▶ ACTIVITY:
Go through the data below and copy each line that includes "blue".

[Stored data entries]
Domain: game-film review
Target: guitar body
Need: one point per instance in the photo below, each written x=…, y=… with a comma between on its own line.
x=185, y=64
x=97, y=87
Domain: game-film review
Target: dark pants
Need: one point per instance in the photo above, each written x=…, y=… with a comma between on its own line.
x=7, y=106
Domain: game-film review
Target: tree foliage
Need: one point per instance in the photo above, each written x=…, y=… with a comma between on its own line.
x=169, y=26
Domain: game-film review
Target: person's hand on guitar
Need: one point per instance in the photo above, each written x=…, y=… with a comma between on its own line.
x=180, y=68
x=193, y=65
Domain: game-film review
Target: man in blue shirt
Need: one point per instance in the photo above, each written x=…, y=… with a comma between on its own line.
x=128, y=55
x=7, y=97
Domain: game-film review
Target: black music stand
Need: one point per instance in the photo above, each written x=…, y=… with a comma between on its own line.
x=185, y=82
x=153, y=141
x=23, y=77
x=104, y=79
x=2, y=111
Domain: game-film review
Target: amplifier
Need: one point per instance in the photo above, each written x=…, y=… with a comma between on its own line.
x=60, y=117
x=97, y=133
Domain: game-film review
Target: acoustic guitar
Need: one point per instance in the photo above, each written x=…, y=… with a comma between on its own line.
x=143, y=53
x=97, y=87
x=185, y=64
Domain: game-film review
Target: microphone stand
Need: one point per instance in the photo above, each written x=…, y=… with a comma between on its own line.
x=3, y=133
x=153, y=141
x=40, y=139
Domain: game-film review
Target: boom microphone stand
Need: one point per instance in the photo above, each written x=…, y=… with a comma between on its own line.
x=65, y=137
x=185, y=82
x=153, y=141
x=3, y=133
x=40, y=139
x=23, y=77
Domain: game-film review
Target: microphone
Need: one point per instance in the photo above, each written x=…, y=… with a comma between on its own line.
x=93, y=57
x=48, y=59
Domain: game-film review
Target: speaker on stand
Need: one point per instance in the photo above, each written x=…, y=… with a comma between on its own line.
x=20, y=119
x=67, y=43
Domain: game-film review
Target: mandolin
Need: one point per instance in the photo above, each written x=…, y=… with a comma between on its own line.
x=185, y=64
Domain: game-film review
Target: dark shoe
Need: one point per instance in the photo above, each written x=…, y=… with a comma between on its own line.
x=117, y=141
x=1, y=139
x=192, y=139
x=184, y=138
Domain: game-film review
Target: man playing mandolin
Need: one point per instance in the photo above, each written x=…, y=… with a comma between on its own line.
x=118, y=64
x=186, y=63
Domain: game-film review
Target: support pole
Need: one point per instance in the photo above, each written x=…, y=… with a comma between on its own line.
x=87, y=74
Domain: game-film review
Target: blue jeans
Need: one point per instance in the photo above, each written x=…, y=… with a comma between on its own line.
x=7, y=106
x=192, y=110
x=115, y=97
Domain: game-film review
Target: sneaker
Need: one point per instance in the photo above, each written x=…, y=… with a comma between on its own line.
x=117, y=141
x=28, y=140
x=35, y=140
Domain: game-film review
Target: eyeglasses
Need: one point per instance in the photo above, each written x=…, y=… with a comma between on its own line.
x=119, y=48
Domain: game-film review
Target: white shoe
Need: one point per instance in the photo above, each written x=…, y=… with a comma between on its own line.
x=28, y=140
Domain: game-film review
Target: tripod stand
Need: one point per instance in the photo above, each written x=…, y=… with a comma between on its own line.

▶ EXERCISE RESPONSE:
Target: man in blue shirt
Target: blue jeans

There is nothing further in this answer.